**Collected data**:
[Start of Attachment]
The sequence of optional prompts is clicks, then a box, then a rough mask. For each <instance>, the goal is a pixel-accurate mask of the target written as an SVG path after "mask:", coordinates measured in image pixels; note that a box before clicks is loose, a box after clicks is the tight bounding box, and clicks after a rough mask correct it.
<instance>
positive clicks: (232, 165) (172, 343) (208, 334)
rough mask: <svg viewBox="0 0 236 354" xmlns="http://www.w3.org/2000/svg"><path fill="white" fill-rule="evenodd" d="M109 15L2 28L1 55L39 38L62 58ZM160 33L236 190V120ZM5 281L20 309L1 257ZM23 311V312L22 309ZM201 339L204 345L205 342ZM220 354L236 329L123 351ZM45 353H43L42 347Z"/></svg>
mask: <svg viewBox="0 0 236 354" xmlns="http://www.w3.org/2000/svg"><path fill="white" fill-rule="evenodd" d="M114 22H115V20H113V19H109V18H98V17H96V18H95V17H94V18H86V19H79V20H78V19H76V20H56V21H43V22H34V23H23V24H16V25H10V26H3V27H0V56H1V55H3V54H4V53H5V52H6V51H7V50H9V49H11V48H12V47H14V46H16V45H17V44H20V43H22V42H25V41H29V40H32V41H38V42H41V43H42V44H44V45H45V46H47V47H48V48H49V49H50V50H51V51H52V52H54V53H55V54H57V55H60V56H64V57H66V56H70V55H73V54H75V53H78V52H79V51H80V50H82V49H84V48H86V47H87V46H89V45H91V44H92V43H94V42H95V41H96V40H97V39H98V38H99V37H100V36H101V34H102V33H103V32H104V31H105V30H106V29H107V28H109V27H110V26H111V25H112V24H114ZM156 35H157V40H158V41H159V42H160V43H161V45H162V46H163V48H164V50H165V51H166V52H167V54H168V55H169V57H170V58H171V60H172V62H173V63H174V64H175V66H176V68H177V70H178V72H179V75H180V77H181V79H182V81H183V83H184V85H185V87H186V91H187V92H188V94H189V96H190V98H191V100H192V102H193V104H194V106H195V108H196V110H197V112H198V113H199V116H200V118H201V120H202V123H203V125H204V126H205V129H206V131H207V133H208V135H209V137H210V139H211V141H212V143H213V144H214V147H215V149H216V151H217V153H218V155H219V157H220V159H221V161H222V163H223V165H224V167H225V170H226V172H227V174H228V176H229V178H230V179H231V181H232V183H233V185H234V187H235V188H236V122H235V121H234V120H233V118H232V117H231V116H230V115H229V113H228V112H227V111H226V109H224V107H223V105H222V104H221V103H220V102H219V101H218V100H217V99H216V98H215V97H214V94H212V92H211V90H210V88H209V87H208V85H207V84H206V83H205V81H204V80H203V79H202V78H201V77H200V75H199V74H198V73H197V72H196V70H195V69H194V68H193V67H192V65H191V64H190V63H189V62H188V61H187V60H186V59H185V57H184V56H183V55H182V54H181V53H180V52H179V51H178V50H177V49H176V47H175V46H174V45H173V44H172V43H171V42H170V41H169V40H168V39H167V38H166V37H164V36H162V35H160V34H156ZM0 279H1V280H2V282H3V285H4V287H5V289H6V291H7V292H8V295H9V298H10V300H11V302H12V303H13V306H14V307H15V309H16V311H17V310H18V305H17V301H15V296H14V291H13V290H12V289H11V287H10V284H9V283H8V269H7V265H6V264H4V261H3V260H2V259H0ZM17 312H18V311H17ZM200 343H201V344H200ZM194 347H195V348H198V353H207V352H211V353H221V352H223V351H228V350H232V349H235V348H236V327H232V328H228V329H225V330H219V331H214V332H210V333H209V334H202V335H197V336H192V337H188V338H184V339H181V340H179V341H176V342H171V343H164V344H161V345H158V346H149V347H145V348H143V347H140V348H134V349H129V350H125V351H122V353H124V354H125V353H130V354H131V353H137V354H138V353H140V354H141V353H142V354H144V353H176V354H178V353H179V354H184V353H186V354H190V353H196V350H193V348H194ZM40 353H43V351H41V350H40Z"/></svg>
[End of Attachment]
Please report every line in the entries above that holds the string "instance".

The sequence of optional prompts is clicks, then a box, then a rough mask. For each <instance>, the goal is a pixel-accurate mask of the target written as an SVG path after "mask:", coordinates measured in image pixels; note that a box before clicks is loose, a box after clicks is the tight bounding box, and clicks after a rough mask correct it.
<instance>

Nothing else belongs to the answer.